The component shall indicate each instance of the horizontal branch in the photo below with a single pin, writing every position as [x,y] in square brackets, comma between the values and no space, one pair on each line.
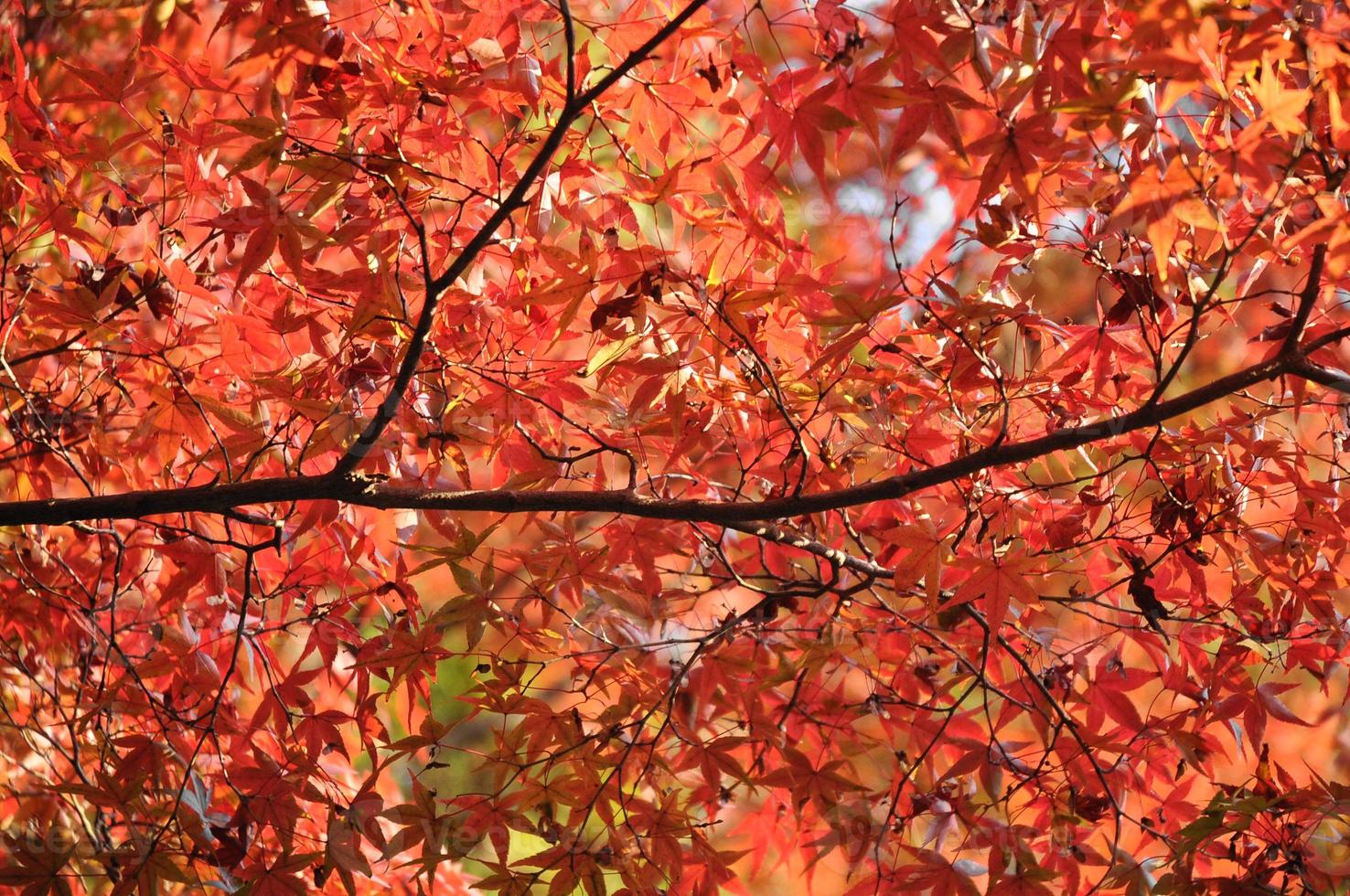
[371,493]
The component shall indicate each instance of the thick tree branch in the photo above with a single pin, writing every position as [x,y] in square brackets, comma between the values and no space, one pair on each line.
[370,493]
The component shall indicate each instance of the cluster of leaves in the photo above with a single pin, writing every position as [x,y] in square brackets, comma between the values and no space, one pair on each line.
[597,447]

--- Task statement ---
Reproduce the data word for word, starting with the line that contains "The component shall indicate each instance of the cluster" and running through the end of the data, including that first line and the last one.

--- Output for this task ---
The component shall indicate each instance of the cluster of leaves in the photo above with a single pin, writing every position as [x,y] in square brackets, comma between the values and no space, one pair on each line.
[597,447]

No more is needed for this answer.